Stated task
Count the lines in the source data below that contain the string "whitecap", and give only that number.

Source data
+ + + + +
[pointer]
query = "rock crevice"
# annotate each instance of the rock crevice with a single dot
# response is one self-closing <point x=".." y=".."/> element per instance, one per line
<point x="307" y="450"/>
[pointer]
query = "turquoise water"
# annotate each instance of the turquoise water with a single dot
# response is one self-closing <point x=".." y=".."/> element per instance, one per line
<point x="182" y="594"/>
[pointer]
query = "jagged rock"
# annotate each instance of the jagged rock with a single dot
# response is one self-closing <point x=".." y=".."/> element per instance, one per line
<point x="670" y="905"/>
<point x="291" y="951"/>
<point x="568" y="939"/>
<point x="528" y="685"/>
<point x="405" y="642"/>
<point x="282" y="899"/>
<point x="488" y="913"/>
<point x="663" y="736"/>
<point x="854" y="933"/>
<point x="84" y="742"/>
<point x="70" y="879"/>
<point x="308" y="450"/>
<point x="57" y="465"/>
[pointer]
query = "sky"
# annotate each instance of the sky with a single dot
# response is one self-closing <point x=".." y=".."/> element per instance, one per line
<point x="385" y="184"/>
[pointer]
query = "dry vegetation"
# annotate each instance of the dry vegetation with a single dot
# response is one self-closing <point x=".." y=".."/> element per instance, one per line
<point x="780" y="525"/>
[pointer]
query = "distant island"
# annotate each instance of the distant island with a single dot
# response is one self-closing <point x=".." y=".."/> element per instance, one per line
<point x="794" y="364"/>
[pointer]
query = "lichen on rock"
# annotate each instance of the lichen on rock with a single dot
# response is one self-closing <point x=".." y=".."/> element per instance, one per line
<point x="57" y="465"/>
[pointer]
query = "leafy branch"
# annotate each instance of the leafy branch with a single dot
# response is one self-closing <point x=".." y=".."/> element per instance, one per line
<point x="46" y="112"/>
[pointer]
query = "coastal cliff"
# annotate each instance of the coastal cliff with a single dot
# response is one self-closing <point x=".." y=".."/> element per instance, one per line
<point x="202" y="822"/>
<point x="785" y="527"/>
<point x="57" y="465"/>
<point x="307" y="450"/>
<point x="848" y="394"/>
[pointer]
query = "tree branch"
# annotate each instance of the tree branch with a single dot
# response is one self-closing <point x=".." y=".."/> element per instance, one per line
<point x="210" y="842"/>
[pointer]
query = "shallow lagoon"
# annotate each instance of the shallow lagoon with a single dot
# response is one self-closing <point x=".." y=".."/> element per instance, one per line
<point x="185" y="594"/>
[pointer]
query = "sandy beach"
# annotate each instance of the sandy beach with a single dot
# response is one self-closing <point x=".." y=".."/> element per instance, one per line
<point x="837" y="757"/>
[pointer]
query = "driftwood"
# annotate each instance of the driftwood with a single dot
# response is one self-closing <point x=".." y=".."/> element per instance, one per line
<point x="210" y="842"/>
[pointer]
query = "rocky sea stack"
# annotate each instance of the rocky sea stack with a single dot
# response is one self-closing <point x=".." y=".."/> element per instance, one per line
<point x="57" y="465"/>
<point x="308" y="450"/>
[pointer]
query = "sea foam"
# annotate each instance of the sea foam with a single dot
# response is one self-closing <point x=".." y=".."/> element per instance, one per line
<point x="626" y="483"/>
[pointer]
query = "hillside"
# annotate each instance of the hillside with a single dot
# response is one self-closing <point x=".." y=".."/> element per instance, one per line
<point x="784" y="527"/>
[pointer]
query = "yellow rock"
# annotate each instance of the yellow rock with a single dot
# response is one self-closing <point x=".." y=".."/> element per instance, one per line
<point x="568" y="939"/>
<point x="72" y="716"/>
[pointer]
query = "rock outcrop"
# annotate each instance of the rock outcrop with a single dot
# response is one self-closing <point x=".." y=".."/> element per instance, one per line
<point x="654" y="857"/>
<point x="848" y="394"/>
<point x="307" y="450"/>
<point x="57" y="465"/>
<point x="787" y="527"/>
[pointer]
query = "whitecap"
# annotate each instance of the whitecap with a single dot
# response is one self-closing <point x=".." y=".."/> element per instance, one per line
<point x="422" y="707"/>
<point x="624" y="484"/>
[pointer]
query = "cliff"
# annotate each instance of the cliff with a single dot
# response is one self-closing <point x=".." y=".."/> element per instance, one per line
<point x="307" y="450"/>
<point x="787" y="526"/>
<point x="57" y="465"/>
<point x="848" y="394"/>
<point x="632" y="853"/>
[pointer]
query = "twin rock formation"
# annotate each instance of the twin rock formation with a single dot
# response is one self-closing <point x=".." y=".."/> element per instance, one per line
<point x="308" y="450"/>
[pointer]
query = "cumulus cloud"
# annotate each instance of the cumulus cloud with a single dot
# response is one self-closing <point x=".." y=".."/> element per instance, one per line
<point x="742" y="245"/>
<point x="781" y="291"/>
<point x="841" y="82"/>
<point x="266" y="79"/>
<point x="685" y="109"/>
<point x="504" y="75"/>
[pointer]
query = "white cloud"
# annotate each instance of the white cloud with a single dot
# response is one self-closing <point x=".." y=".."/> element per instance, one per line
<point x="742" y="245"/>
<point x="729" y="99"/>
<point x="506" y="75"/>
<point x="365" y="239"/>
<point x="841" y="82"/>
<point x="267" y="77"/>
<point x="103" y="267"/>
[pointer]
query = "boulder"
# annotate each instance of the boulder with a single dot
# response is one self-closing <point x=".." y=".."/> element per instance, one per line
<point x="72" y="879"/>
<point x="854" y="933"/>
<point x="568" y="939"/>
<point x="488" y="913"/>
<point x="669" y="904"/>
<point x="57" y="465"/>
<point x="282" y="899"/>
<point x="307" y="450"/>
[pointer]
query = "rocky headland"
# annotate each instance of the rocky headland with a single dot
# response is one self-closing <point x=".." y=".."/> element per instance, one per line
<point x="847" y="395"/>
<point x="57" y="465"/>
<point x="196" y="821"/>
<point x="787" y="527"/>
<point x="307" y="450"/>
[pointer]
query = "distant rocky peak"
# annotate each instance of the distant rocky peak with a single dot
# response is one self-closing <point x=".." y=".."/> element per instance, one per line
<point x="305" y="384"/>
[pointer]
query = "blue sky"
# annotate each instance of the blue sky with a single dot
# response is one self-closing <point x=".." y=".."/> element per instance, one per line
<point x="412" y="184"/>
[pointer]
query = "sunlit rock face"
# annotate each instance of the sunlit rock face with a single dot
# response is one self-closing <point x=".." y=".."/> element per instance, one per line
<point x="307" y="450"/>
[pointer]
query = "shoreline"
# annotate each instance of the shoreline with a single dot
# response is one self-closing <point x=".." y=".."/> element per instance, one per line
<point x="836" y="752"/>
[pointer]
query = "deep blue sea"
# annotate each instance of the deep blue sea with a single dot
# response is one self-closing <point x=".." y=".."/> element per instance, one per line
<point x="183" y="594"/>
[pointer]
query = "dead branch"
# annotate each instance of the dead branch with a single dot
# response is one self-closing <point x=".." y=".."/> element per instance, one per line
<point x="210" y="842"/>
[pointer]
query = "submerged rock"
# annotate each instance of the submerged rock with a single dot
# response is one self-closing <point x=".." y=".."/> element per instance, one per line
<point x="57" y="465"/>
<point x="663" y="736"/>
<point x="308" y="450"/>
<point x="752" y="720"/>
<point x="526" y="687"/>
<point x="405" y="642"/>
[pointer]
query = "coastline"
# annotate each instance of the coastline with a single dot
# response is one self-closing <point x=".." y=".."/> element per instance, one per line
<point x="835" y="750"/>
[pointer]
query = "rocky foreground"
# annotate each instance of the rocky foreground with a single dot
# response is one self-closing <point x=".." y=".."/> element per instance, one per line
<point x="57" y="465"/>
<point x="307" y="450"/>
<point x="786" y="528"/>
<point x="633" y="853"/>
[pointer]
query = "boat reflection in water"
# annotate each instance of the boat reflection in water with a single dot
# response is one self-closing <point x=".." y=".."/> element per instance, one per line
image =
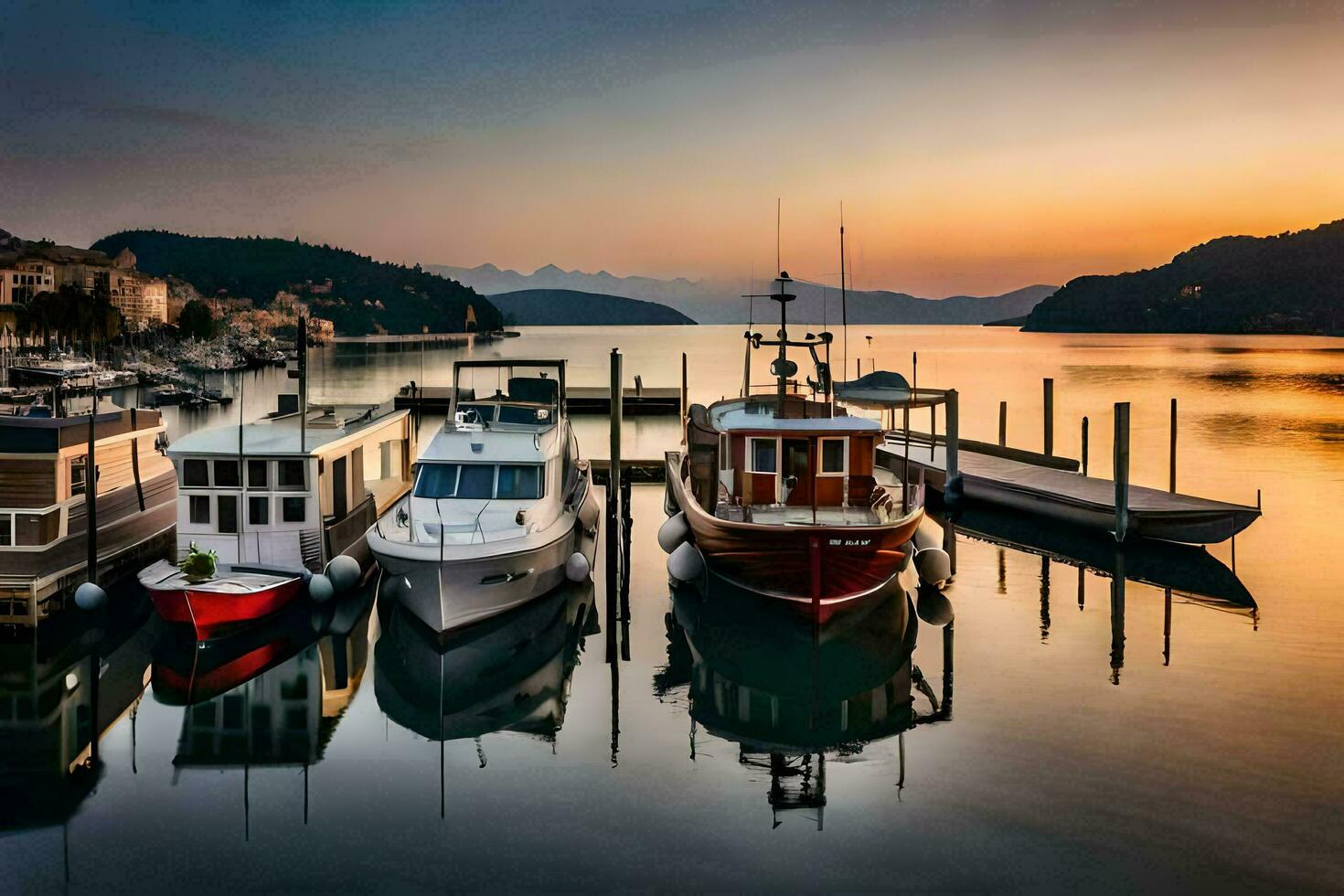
+ + + + +
Written reply
2